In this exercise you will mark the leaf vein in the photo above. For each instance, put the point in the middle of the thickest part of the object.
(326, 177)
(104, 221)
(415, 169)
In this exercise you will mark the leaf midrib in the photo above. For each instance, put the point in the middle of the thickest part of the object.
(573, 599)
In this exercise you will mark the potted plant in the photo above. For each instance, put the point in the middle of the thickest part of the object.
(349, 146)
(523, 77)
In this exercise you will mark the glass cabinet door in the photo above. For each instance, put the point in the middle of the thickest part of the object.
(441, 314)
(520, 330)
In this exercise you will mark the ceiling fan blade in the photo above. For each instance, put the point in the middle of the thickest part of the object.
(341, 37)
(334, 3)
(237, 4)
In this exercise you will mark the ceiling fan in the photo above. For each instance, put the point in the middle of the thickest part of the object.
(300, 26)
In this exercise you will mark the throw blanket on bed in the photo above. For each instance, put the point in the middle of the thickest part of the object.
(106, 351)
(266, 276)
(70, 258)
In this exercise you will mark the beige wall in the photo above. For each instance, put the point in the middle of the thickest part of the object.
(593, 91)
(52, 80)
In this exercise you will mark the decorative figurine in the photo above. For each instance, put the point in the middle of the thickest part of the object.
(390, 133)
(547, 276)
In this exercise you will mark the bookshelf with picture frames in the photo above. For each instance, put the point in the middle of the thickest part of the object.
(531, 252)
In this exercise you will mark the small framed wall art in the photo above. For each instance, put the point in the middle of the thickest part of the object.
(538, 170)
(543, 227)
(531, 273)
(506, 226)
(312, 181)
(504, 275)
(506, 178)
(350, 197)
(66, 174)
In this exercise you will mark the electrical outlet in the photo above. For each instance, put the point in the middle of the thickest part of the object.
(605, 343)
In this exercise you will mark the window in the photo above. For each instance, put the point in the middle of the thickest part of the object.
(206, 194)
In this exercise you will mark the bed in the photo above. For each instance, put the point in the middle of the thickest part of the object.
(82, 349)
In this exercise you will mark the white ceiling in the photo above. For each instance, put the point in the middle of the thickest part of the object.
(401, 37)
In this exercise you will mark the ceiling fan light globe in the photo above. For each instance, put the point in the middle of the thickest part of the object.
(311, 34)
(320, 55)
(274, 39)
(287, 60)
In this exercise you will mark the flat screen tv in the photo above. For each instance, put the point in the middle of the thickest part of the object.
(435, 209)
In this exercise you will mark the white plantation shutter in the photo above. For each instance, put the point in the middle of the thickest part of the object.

GIVEN PROBLEM
Output the part of the listing above that opens with the line containing "In this exercise you will mark the window" and runs through the end of the listing as a numbered list, leaving out any blank lines.

THE OUTPUT
1. In this exercise you will mark the window in the photo above. For each instance, put the point in the middle of the thickest part of the object.
2. (206, 194)
3. In this exercise you will mark the bed in the photo above. For each instance, put the point in the middle of the thickest part of the object.
4. (82, 349)
5. In this exercise you will mark the white ceiling in the photo above. For each instance, put the point in the middle of the thickest part of the object.
6. (401, 37)
7. In this exercise you will mark the ceiling fan light globe in the photo above. For each instance, put the point in the middle of the thickest part of the object.
8. (311, 34)
9. (320, 55)
10. (274, 39)
11. (287, 60)
12. In this exercise you will mark the flat screen tv in the photo above. For each instance, put the point in the middle of the thickest part of the object.
13. (435, 209)
14. In this exercise you will mark the white plantation shutter in the photo above. For each instance, put the point in the middle of the thickest part of the object.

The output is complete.